Rail and bus service operates from Bronte GO Station, situated on the Lakeshore West line connecting Bronte to communities along the shore, including Toronto. Originally known as Oakville West, the station became known by its current name when it was rebuilt. The station boasts having more than 1,700 parking spaces and is located off Wyecroft Road with access from the South Service Road.

Bronte has a number of schools, including Gladys Speers, Eastview and Brookdale (Public Elementary), St. Dominic and St. Nicholas (Catholic Elementary), and Oakville Christian School, formerly John Wilson (Public Elementary). Thomas A. Blakelock (Public Secondary School), St. Thomas Aquinas (Catholic Secondary School) rounds out the list.

Although the commercial centre is at Bronte Road and Lakeshore, the South Oakville Centre, (Hopedale Mall) located at Rebecca Street and Third Line Road provides additional retail businesses. Originally an L-shaped strip mall built in 1959 coincident with the development of the surrounding subdivision, it has undergone several expansions by which it has been enclosed with the closing of Seabourne Street between Tansley Drive and Rebecca Street.

[Excerpts from a dataset]
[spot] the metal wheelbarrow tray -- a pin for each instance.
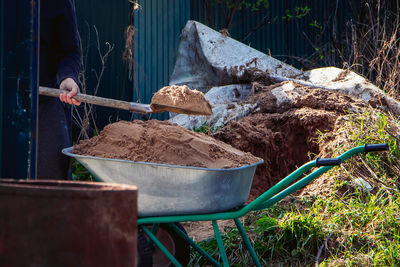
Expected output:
(174, 190)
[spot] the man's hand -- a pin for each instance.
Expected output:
(70, 85)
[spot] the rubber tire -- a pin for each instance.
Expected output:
(145, 254)
(182, 248)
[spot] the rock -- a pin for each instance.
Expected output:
(348, 83)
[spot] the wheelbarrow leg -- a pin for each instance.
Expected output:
(193, 244)
(161, 246)
(221, 247)
(246, 240)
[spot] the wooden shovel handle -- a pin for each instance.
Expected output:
(100, 101)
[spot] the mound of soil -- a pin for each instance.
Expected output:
(162, 142)
(181, 99)
(284, 136)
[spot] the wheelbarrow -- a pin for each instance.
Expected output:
(222, 207)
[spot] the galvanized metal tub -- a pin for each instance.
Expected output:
(174, 190)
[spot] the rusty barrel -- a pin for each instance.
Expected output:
(64, 223)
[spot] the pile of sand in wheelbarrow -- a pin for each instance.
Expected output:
(162, 142)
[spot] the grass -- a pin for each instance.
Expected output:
(349, 227)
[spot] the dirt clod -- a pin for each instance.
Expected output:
(180, 99)
(284, 136)
(162, 142)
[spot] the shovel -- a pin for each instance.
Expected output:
(112, 103)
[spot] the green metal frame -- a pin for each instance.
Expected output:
(266, 200)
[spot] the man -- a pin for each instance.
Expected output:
(60, 64)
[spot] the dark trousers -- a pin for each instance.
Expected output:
(54, 134)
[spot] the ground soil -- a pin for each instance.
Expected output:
(180, 99)
(162, 142)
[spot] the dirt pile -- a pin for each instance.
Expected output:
(284, 136)
(162, 142)
(180, 99)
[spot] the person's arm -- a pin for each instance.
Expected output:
(70, 54)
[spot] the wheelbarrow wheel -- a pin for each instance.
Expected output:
(178, 247)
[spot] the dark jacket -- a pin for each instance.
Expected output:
(60, 55)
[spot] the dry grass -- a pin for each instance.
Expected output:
(372, 48)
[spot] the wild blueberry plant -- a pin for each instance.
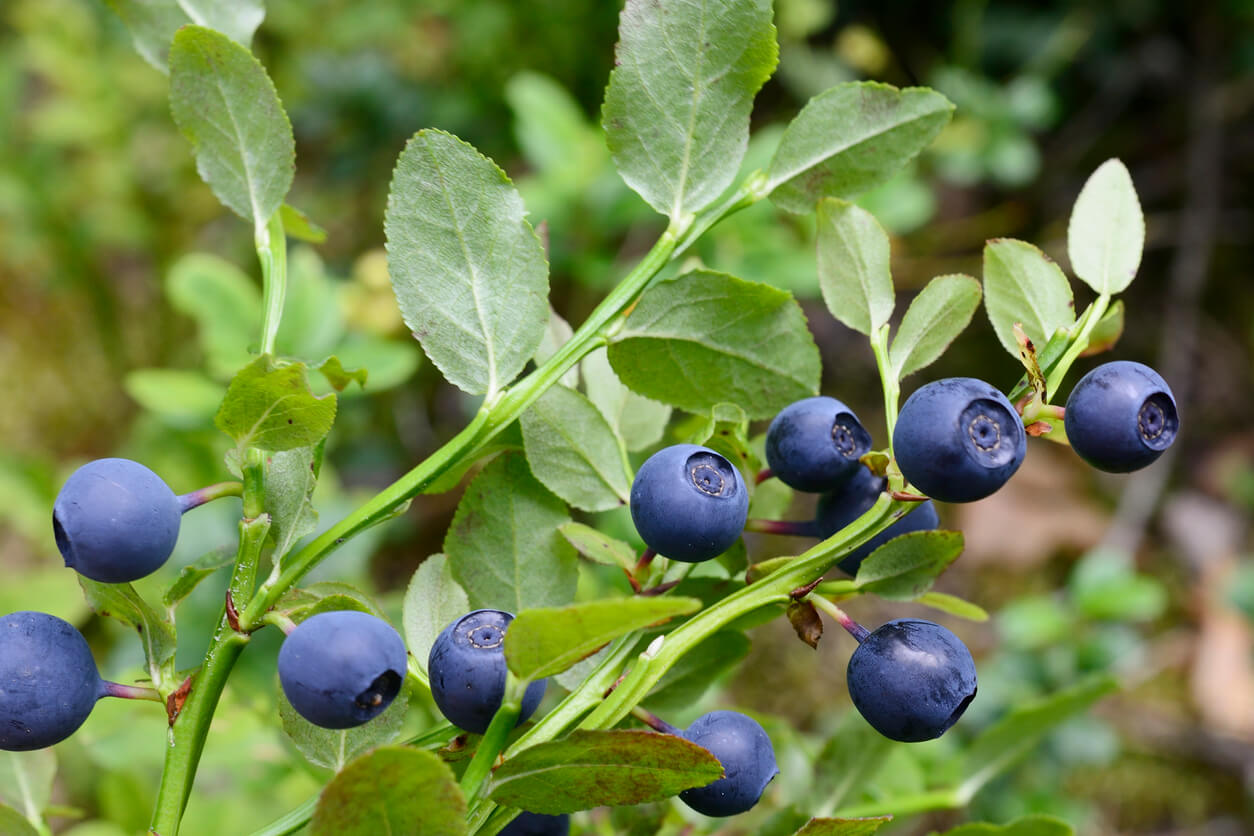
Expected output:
(470, 278)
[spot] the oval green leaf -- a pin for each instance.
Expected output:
(573, 450)
(504, 545)
(854, 273)
(1023, 286)
(391, 790)
(468, 270)
(705, 339)
(602, 768)
(852, 138)
(936, 317)
(228, 109)
(546, 642)
(1106, 232)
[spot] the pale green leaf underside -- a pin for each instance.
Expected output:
(1023, 286)
(676, 110)
(637, 420)
(573, 450)
(504, 547)
(433, 600)
(936, 317)
(153, 23)
(227, 108)
(468, 270)
(546, 642)
(854, 272)
(852, 138)
(1106, 233)
(705, 339)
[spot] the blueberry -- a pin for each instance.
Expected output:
(468, 671)
(843, 505)
(115, 520)
(814, 444)
(689, 503)
(48, 681)
(341, 668)
(748, 761)
(1121, 416)
(958, 439)
(912, 679)
(533, 824)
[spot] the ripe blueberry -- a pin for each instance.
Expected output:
(847, 503)
(115, 520)
(814, 444)
(748, 761)
(341, 668)
(912, 679)
(48, 681)
(533, 824)
(1121, 416)
(689, 503)
(958, 439)
(467, 667)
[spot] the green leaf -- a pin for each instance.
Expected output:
(123, 603)
(854, 266)
(1107, 331)
(433, 600)
(504, 544)
(699, 671)
(953, 606)
(14, 824)
(468, 271)
(291, 476)
(706, 339)
(849, 760)
(153, 23)
(573, 450)
(193, 573)
(228, 109)
(223, 302)
(556, 335)
(334, 747)
(270, 405)
(936, 317)
(590, 770)
(1022, 285)
(850, 139)
(637, 420)
(391, 790)
(906, 567)
(1106, 233)
(299, 226)
(676, 110)
(843, 826)
(546, 642)
(725, 430)
(1018, 732)
(598, 547)
(184, 399)
(337, 376)
(1033, 825)
(26, 780)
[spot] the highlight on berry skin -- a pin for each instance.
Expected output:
(1121, 416)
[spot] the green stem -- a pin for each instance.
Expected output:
(272, 253)
(889, 382)
(1091, 317)
(493, 741)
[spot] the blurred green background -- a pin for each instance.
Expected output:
(1148, 575)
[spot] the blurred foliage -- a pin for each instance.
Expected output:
(105, 345)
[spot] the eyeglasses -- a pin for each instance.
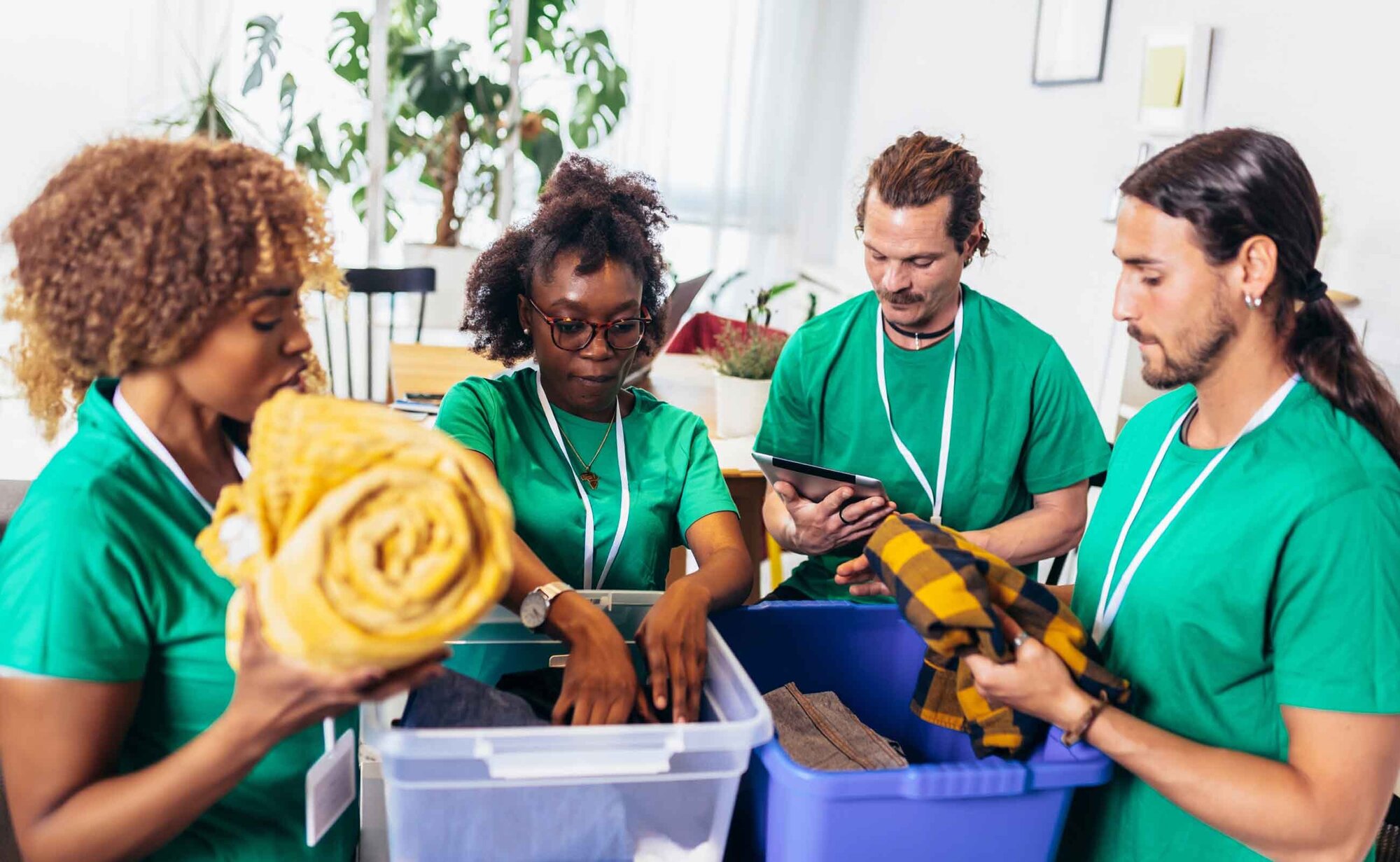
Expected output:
(573, 335)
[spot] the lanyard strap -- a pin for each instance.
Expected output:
(159, 450)
(936, 500)
(583, 494)
(1110, 606)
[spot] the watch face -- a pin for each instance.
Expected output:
(534, 611)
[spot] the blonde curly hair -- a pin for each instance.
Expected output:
(139, 246)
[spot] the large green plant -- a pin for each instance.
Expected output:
(443, 109)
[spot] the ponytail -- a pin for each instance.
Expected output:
(1325, 350)
(1236, 183)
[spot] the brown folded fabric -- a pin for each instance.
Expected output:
(821, 734)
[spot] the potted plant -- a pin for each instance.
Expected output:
(447, 119)
(744, 360)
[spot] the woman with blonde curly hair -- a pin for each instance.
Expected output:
(158, 290)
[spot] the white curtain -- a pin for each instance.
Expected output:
(737, 109)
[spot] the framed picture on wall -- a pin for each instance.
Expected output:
(1175, 69)
(1072, 36)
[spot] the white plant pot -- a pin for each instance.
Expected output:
(453, 265)
(738, 405)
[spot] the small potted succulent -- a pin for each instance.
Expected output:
(744, 360)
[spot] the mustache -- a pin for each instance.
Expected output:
(902, 297)
(1139, 336)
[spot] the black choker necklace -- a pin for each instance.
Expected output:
(920, 336)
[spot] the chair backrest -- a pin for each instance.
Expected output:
(369, 283)
(412, 280)
(12, 493)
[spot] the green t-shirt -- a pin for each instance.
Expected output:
(100, 580)
(1023, 423)
(1275, 585)
(673, 473)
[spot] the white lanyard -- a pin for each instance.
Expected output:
(1110, 609)
(583, 494)
(934, 500)
(159, 450)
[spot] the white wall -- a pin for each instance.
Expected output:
(1324, 76)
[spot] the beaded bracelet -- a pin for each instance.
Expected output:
(1069, 738)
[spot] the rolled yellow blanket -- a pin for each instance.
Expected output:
(370, 539)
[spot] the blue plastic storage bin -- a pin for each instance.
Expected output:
(948, 805)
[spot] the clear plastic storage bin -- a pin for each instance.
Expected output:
(578, 794)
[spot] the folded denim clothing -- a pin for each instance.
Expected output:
(460, 702)
(948, 590)
(820, 732)
(541, 690)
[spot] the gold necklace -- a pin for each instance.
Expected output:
(589, 468)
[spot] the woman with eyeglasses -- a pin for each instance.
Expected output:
(606, 479)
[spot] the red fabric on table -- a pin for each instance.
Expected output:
(701, 333)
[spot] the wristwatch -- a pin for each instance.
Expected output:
(536, 608)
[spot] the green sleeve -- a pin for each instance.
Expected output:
(471, 413)
(1336, 616)
(705, 490)
(1066, 444)
(69, 595)
(789, 427)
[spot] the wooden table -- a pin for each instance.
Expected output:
(684, 381)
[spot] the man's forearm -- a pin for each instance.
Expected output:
(1031, 536)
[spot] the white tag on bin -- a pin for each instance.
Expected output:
(330, 784)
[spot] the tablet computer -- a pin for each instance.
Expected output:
(817, 483)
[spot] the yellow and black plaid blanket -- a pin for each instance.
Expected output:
(947, 590)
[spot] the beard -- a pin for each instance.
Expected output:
(1200, 346)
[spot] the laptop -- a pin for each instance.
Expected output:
(676, 310)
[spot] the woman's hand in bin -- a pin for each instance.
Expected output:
(862, 578)
(600, 681)
(276, 697)
(674, 637)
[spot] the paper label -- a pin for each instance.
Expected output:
(330, 788)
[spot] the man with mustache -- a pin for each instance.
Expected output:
(967, 413)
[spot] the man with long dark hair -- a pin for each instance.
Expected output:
(1241, 564)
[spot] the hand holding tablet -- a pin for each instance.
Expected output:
(830, 508)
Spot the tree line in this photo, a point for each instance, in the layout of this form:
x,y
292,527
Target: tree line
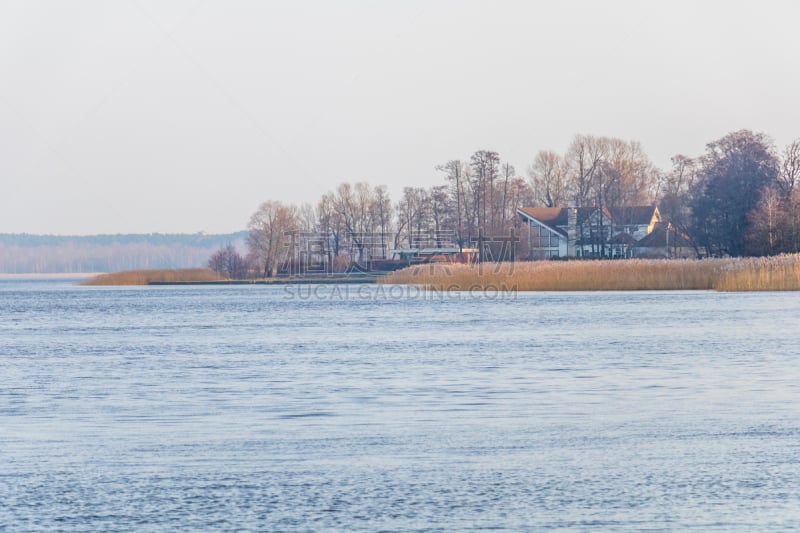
x,y
737,198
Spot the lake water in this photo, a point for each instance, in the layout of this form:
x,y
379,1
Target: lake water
x,y
388,409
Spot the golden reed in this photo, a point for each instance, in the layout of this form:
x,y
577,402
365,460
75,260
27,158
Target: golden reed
x,y
778,273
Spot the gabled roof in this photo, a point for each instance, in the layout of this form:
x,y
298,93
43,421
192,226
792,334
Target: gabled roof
x,y
658,238
623,238
553,218
634,215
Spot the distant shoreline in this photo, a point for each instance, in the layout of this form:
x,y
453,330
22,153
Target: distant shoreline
x,y
48,276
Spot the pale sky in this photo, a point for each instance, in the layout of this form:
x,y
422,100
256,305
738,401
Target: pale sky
x,y
142,116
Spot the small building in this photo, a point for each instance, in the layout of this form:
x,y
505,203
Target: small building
x,y
587,231
665,241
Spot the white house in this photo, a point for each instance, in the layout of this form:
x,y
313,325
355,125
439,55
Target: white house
x,y
587,231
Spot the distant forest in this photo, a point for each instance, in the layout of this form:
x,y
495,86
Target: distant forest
x,y
52,254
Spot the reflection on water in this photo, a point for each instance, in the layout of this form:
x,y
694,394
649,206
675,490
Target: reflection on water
x,y
271,408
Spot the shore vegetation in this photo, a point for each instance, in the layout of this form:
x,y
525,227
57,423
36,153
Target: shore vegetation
x,y
145,277
778,273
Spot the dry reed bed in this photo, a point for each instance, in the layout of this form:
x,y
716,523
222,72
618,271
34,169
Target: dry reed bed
x,y
144,277
748,274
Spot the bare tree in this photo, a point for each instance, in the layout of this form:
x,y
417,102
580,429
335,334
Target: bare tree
x,y
549,178
228,263
789,175
269,232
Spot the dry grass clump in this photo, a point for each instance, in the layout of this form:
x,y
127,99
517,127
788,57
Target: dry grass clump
x,y
778,273
617,275
145,277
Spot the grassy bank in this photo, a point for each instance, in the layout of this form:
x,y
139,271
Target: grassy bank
x,y
144,277
745,274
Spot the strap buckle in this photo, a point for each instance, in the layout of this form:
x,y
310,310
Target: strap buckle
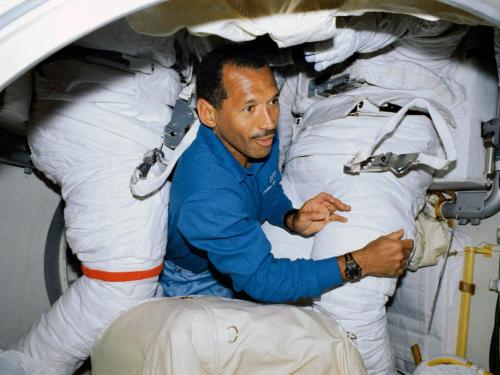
x,y
399,164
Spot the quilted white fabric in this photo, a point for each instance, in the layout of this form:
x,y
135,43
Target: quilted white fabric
x,y
90,127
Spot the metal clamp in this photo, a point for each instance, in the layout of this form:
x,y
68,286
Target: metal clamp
x,y
182,118
397,164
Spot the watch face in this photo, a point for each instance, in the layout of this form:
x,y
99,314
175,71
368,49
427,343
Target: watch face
x,y
352,270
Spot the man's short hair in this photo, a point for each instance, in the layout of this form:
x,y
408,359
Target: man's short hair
x,y
209,84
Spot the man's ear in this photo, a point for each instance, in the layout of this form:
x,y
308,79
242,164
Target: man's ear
x,y
206,113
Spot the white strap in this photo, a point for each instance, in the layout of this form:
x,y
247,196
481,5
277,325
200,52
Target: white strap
x,y
160,171
440,125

__Work to complete__:
- a) Check whether each statement agrees with the text about Bronte, answering yes or no and quoting the words that decide it: (i) Bronte GO Station once had the name Oakville West. (ii) The station has fewer than 1,000 parking spaces. (iii) Hopedale Mall was first built in 1959 as an enclosed mall.
- b) Write out the text about Bronte from "Rail and bus" to "out the list.", substituting "Speers Road" for "Wyecroft Road".

__Replies__:
- a)
(i) Yes: "Originally known as Oakville West"
(ii) No: "more than 1,700 parking spaces"
(iii) No: "Originally an L-shaped strip mall built in 1959"

- b)
Rail and bus service operates from Bronte GO Station, situated on the Lakeshore West line connecting Bronte to communities along the shore, including Toronto. Originally known as Oakville West, the station became known by its current name when it was rebuilt. The station boasts having more than 1,700 parking spaces and is located off Speers Road with access from the South Service Road.

Bronte has a number of schools, including Gladys Speers, Eastview and Brookdale (Public Elementary), St. Dominic and St. Nicholas (Catholic Elementary), and Oakville Christian School, formerly John Wilson (Public Elementary). Thomas A. Blakelock (Public Secondary School), St. Thomas Aquinas (Catholic Secondary School) rounds out the list.